_Problem description_
Examine each line of the listing below. Copy those in which the string "stone" appears.
━━ Source records
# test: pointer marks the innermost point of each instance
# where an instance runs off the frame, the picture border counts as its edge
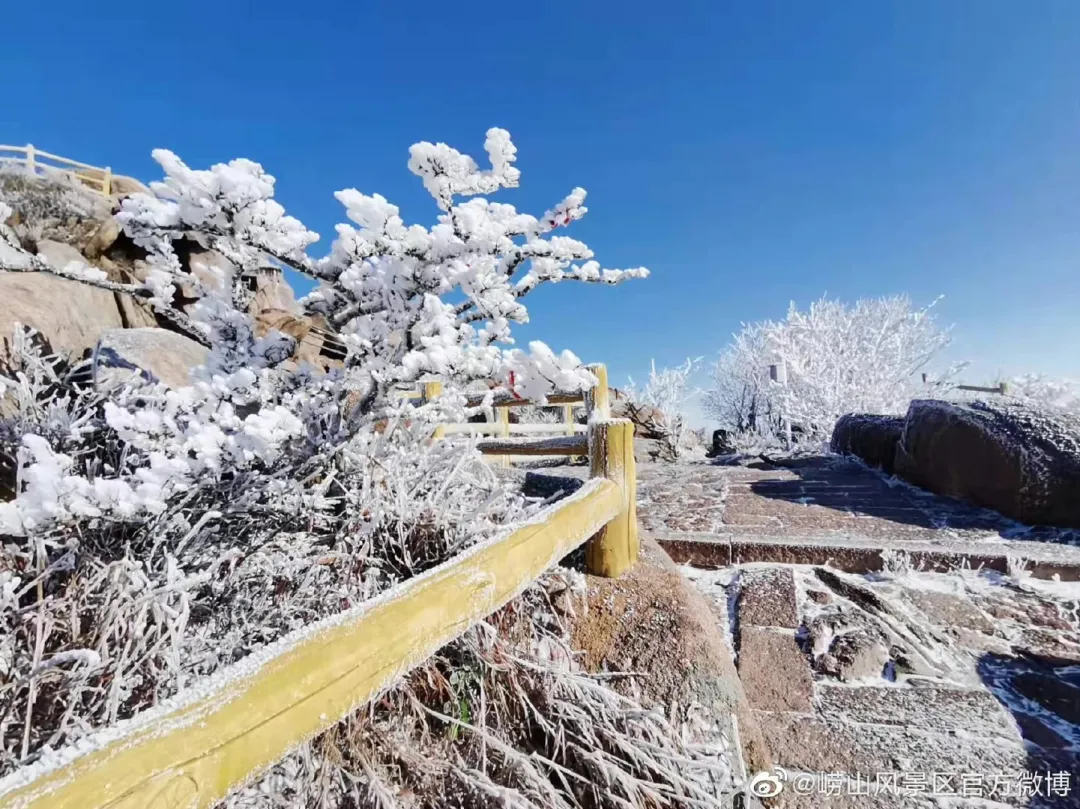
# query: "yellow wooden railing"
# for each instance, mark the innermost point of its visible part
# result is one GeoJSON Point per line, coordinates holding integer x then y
{"type": "Point", "coordinates": [191, 751]}
{"type": "Point", "coordinates": [94, 177]}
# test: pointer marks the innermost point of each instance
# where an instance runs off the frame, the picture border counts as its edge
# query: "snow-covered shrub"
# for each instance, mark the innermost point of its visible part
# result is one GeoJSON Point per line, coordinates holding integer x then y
{"type": "Point", "coordinates": [53, 197]}
{"type": "Point", "coordinates": [837, 359]}
{"type": "Point", "coordinates": [740, 399]}
{"type": "Point", "coordinates": [666, 391]}
{"type": "Point", "coordinates": [156, 536]}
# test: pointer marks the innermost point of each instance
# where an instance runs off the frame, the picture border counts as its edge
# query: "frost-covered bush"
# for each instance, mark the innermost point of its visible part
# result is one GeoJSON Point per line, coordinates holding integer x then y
{"type": "Point", "coordinates": [53, 197]}
{"type": "Point", "coordinates": [1045, 391]}
{"type": "Point", "coordinates": [837, 359]}
{"type": "Point", "coordinates": [156, 536]}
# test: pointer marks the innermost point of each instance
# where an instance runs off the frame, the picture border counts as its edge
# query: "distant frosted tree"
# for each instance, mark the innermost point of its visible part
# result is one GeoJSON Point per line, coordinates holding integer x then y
{"type": "Point", "coordinates": [1045, 391]}
{"type": "Point", "coordinates": [740, 398]}
{"type": "Point", "coordinates": [869, 356]}
{"type": "Point", "coordinates": [666, 391]}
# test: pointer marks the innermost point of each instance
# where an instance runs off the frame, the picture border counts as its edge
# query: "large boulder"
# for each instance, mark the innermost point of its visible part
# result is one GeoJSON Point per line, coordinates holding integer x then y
{"type": "Point", "coordinates": [1003, 455]}
{"type": "Point", "coordinates": [873, 439]}
{"type": "Point", "coordinates": [156, 353]}
{"type": "Point", "coordinates": [70, 314]}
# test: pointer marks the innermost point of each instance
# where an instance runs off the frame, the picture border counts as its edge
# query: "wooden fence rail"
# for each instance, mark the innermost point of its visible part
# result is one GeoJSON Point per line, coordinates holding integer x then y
{"type": "Point", "coordinates": [190, 752]}
{"type": "Point", "coordinates": [96, 178]}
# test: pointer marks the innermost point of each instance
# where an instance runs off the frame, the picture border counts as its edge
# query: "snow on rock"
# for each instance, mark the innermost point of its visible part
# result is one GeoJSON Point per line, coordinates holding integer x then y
{"type": "Point", "coordinates": [873, 439]}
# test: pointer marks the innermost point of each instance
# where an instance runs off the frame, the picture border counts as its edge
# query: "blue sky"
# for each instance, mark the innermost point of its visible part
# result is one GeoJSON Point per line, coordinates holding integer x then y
{"type": "Point", "coordinates": [748, 153]}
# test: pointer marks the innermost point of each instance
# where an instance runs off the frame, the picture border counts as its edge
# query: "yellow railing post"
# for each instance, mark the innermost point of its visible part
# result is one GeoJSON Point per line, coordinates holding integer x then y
{"type": "Point", "coordinates": [431, 392]}
{"type": "Point", "coordinates": [596, 399]}
{"type": "Point", "coordinates": [613, 550]}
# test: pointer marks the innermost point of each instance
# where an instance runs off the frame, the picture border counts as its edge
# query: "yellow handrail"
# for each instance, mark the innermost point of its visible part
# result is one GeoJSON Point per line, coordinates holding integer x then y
{"type": "Point", "coordinates": [100, 179]}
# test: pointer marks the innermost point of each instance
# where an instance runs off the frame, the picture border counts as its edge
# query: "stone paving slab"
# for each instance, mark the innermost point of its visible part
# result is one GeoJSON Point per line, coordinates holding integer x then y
{"type": "Point", "coordinates": [936, 710]}
{"type": "Point", "coordinates": [859, 553]}
{"type": "Point", "coordinates": [767, 598]}
{"type": "Point", "coordinates": [773, 671]}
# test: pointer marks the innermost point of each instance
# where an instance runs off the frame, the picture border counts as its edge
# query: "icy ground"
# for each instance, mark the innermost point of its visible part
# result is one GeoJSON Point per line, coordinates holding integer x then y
{"type": "Point", "coordinates": [957, 688]}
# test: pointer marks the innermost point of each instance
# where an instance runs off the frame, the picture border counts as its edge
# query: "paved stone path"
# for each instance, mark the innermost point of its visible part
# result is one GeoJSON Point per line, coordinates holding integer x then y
{"type": "Point", "coordinates": [944, 689]}
{"type": "Point", "coordinates": [832, 510]}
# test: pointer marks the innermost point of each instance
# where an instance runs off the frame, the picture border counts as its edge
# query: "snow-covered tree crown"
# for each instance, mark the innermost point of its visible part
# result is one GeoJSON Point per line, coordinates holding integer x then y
{"type": "Point", "coordinates": [383, 285]}
{"type": "Point", "coordinates": [837, 359]}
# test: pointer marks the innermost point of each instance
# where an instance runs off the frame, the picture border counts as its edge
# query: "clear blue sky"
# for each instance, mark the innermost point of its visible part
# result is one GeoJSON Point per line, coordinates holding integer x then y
{"type": "Point", "coordinates": [750, 153]}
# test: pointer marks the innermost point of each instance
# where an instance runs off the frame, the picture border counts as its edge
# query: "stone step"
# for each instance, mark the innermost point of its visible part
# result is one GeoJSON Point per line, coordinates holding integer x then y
{"type": "Point", "coordinates": [855, 553]}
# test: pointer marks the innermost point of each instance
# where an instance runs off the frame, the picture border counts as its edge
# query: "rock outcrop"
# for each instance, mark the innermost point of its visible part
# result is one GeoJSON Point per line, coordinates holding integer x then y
{"type": "Point", "coordinates": [70, 314]}
{"type": "Point", "coordinates": [161, 355]}
{"type": "Point", "coordinates": [682, 652]}
{"type": "Point", "coordinates": [1007, 456]}
{"type": "Point", "coordinates": [873, 439]}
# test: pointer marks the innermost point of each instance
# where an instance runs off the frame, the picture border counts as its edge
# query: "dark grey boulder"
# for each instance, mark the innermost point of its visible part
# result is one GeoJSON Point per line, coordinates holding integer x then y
{"type": "Point", "coordinates": [874, 439]}
{"type": "Point", "coordinates": [1003, 455]}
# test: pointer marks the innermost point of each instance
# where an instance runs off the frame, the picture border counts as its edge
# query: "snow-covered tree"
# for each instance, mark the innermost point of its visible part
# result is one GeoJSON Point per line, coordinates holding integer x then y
{"type": "Point", "coordinates": [407, 302]}
{"type": "Point", "coordinates": [660, 405]}
{"type": "Point", "coordinates": [156, 536]}
{"type": "Point", "coordinates": [833, 359]}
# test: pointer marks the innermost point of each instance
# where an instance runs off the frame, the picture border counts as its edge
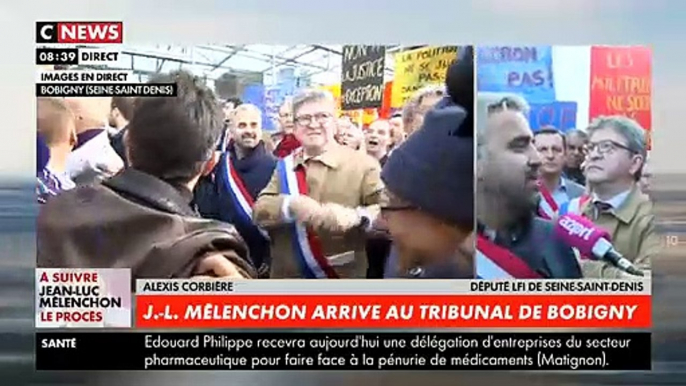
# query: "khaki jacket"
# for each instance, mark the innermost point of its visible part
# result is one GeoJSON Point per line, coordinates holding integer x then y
{"type": "Point", "coordinates": [340, 175]}
{"type": "Point", "coordinates": [632, 227]}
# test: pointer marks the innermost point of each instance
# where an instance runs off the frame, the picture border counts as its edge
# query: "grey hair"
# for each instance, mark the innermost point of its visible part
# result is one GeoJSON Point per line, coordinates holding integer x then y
{"type": "Point", "coordinates": [490, 103]}
{"type": "Point", "coordinates": [411, 106]}
{"type": "Point", "coordinates": [310, 95]}
{"type": "Point", "coordinates": [629, 129]}
{"type": "Point", "coordinates": [577, 133]}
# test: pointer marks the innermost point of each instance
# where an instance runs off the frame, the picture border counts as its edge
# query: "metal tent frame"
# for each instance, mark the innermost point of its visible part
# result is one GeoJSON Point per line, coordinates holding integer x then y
{"type": "Point", "coordinates": [320, 63]}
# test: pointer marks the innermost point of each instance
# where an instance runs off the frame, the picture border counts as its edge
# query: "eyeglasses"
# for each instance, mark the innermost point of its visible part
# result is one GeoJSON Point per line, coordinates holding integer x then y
{"type": "Point", "coordinates": [305, 120]}
{"type": "Point", "coordinates": [605, 147]}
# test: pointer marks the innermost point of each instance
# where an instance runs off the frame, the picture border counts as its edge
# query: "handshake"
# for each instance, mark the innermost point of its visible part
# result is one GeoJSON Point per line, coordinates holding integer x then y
{"type": "Point", "coordinates": [329, 216]}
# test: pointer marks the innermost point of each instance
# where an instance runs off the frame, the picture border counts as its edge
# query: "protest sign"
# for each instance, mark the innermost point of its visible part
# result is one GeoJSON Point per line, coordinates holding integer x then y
{"type": "Point", "coordinates": [621, 83]}
{"type": "Point", "coordinates": [255, 95]}
{"type": "Point", "coordinates": [561, 115]}
{"type": "Point", "coordinates": [524, 70]}
{"type": "Point", "coordinates": [362, 76]}
{"type": "Point", "coordinates": [415, 69]}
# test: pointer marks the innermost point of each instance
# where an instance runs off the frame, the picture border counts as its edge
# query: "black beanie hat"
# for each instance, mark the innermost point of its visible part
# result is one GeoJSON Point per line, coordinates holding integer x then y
{"type": "Point", "coordinates": [434, 168]}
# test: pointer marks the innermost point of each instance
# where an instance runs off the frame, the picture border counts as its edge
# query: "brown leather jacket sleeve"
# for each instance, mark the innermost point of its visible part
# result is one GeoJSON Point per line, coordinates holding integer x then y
{"type": "Point", "coordinates": [179, 258]}
{"type": "Point", "coordinates": [267, 209]}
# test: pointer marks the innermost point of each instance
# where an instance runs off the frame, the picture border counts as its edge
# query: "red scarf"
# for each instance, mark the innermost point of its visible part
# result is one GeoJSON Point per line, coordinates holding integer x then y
{"type": "Point", "coordinates": [286, 146]}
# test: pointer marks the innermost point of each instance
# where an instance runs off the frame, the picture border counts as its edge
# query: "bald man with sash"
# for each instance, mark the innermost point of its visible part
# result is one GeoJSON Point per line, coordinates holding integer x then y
{"type": "Point", "coordinates": [321, 200]}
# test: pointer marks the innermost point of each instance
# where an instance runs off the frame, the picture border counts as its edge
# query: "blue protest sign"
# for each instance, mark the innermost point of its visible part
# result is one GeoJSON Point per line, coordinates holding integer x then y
{"type": "Point", "coordinates": [255, 94]}
{"type": "Point", "coordinates": [561, 115]}
{"type": "Point", "coordinates": [524, 70]}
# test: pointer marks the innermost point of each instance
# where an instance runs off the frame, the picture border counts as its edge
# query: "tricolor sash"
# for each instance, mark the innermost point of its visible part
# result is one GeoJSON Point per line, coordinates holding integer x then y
{"type": "Point", "coordinates": [239, 193]}
{"type": "Point", "coordinates": [547, 207]}
{"type": "Point", "coordinates": [494, 262]}
{"type": "Point", "coordinates": [307, 247]}
{"type": "Point", "coordinates": [575, 205]}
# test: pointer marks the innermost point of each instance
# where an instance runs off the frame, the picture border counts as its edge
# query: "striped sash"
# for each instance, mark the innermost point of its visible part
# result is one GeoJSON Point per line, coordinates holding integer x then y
{"type": "Point", "coordinates": [307, 247]}
{"type": "Point", "coordinates": [547, 207]}
{"type": "Point", "coordinates": [239, 193]}
{"type": "Point", "coordinates": [575, 205]}
{"type": "Point", "coordinates": [494, 262]}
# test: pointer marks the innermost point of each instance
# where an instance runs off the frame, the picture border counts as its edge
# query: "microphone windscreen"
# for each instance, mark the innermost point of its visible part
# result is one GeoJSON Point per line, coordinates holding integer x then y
{"type": "Point", "coordinates": [580, 233]}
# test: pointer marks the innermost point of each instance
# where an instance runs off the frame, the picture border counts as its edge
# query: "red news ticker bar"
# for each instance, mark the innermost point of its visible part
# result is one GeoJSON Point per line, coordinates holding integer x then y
{"type": "Point", "coordinates": [171, 311]}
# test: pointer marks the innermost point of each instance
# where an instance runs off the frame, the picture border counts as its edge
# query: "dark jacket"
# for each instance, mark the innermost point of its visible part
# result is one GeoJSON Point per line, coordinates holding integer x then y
{"type": "Point", "coordinates": [448, 270]}
{"type": "Point", "coordinates": [378, 248]}
{"type": "Point", "coordinates": [214, 200]}
{"type": "Point", "coordinates": [533, 240]}
{"type": "Point", "coordinates": [117, 142]}
{"type": "Point", "coordinates": [133, 220]}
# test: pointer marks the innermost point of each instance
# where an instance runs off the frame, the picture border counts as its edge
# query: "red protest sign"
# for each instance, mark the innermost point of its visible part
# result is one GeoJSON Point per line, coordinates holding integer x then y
{"type": "Point", "coordinates": [621, 80]}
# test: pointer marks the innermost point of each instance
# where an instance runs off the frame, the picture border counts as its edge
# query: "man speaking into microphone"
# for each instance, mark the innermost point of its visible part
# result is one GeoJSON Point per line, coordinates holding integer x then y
{"type": "Point", "coordinates": [513, 243]}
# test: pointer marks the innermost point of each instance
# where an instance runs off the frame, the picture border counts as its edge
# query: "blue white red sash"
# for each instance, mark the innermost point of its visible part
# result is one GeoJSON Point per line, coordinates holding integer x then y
{"type": "Point", "coordinates": [307, 247]}
{"type": "Point", "coordinates": [547, 207]}
{"type": "Point", "coordinates": [239, 194]}
{"type": "Point", "coordinates": [575, 205]}
{"type": "Point", "coordinates": [494, 262]}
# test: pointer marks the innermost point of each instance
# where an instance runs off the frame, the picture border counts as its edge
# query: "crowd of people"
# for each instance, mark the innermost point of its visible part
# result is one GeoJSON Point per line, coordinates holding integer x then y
{"type": "Point", "coordinates": [192, 186]}
{"type": "Point", "coordinates": [527, 180]}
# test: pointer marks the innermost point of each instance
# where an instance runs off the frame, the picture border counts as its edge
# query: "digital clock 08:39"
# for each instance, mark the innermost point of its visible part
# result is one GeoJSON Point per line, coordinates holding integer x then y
{"type": "Point", "coordinates": [57, 56]}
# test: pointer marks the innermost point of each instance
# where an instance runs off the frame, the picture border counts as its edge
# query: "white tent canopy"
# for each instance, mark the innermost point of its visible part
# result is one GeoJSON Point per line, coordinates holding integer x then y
{"type": "Point", "coordinates": [320, 63]}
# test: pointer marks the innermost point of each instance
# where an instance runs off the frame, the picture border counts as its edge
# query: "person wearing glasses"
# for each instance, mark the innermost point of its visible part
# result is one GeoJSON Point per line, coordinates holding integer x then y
{"type": "Point", "coordinates": [615, 157]}
{"type": "Point", "coordinates": [554, 188]}
{"type": "Point", "coordinates": [321, 200]}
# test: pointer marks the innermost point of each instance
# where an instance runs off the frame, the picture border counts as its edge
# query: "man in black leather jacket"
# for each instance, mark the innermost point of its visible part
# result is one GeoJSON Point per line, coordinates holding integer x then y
{"type": "Point", "coordinates": [507, 172]}
{"type": "Point", "coordinates": [142, 218]}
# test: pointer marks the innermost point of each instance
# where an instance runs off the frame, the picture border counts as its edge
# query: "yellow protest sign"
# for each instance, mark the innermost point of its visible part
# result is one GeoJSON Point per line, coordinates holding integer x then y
{"type": "Point", "coordinates": [335, 90]}
{"type": "Point", "coordinates": [415, 69]}
{"type": "Point", "coordinates": [365, 116]}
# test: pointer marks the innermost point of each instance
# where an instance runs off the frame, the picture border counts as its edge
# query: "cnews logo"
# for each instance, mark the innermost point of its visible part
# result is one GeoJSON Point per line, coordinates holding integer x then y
{"type": "Point", "coordinates": [80, 32]}
{"type": "Point", "coordinates": [575, 228]}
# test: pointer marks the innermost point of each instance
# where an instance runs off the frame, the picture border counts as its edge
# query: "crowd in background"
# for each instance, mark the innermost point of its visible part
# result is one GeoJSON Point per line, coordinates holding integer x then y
{"type": "Point", "coordinates": [528, 180]}
{"type": "Point", "coordinates": [192, 186]}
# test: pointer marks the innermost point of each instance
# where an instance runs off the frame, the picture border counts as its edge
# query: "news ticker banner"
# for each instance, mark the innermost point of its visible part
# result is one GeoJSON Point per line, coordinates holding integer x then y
{"type": "Point", "coordinates": [273, 304]}
{"type": "Point", "coordinates": [68, 298]}
{"type": "Point", "coordinates": [99, 83]}
{"type": "Point", "coordinates": [344, 351]}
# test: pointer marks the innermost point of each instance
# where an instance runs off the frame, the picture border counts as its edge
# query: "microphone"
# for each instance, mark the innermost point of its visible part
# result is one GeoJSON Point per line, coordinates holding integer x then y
{"type": "Point", "coordinates": [582, 234]}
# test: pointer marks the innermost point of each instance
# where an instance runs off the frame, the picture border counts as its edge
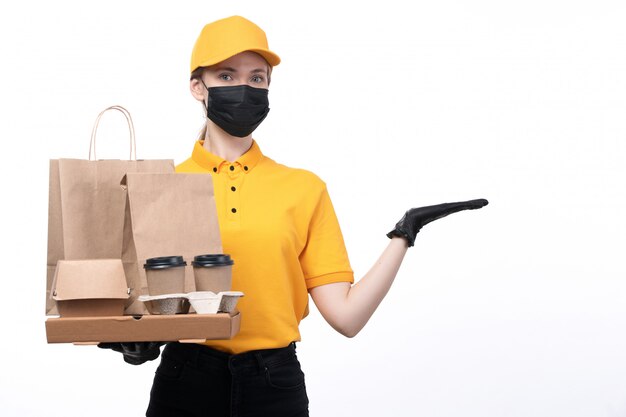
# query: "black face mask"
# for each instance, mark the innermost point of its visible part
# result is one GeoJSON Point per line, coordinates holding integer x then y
{"type": "Point", "coordinates": [237, 109]}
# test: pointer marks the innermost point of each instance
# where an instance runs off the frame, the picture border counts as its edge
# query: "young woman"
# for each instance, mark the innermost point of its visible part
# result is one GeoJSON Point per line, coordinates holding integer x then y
{"type": "Point", "coordinates": [279, 226]}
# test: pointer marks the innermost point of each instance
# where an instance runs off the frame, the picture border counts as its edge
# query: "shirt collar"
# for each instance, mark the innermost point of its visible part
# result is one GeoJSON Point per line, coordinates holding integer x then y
{"type": "Point", "coordinates": [214, 163]}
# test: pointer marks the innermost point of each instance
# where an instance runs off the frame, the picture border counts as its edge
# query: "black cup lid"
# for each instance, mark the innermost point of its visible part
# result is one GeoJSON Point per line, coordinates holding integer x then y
{"type": "Point", "coordinates": [164, 262]}
{"type": "Point", "coordinates": [217, 259]}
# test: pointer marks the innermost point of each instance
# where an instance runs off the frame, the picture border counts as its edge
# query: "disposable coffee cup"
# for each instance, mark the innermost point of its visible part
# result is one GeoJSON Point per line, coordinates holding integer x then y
{"type": "Point", "coordinates": [165, 275]}
{"type": "Point", "coordinates": [213, 272]}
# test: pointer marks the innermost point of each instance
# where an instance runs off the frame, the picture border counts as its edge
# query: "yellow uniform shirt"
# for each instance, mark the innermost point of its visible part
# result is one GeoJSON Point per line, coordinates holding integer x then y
{"type": "Point", "coordinates": [279, 226]}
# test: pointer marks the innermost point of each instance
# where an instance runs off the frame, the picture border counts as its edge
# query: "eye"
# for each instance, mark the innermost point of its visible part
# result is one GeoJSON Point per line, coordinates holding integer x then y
{"type": "Point", "coordinates": [257, 79]}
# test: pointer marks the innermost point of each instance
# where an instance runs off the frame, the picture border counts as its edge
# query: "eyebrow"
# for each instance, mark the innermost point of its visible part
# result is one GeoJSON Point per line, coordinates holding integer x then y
{"type": "Point", "coordinates": [231, 69]}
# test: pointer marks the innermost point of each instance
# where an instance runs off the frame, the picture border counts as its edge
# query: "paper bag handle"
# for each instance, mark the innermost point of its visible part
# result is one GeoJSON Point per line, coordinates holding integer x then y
{"type": "Point", "coordinates": [131, 128]}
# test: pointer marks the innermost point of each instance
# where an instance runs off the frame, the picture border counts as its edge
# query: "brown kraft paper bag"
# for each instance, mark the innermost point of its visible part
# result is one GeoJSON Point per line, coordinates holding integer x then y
{"type": "Point", "coordinates": [86, 205]}
{"type": "Point", "coordinates": [166, 215]}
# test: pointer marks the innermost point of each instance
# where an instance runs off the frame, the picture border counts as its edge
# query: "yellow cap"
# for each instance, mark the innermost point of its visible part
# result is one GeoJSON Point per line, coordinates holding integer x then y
{"type": "Point", "coordinates": [227, 37]}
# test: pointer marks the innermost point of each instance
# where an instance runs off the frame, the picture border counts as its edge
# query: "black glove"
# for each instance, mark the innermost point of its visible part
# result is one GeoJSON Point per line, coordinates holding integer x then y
{"type": "Point", "coordinates": [416, 218]}
{"type": "Point", "coordinates": [135, 353]}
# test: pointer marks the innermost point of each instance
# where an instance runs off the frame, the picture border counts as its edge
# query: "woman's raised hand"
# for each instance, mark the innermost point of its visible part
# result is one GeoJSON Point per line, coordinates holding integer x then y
{"type": "Point", "coordinates": [415, 218]}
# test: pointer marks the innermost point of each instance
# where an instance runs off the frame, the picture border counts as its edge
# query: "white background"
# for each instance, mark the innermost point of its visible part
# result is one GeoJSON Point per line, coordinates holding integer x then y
{"type": "Point", "coordinates": [514, 310]}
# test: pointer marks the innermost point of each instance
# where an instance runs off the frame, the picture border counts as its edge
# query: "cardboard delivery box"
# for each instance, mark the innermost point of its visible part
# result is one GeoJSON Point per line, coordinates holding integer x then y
{"type": "Point", "coordinates": [147, 328]}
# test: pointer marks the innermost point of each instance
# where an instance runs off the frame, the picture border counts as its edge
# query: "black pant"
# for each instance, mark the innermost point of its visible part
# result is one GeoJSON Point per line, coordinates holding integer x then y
{"type": "Point", "coordinates": [194, 380]}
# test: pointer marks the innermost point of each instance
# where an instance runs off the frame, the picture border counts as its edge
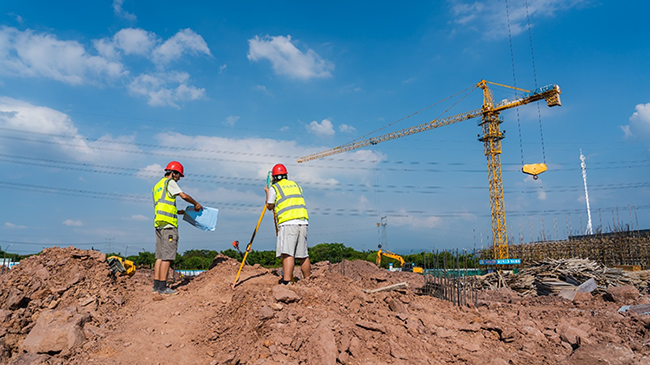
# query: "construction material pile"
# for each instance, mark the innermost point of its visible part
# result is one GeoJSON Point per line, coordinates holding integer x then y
{"type": "Point", "coordinates": [551, 276]}
{"type": "Point", "coordinates": [327, 318]}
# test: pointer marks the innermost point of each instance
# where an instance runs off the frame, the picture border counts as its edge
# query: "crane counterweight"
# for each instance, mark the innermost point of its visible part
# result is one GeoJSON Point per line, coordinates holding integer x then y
{"type": "Point", "coordinates": [491, 138]}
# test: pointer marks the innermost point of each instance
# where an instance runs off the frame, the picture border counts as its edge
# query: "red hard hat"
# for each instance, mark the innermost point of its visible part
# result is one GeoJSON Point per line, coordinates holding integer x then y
{"type": "Point", "coordinates": [175, 166]}
{"type": "Point", "coordinates": [279, 169]}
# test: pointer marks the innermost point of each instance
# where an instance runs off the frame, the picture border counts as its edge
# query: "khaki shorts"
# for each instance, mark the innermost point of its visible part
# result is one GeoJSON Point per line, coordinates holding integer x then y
{"type": "Point", "coordinates": [166, 243]}
{"type": "Point", "coordinates": [292, 241]}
━━━━
_Result of the exercise_
# query: "stone paving slab"
# query: "paved stone path"
# query: "stone step"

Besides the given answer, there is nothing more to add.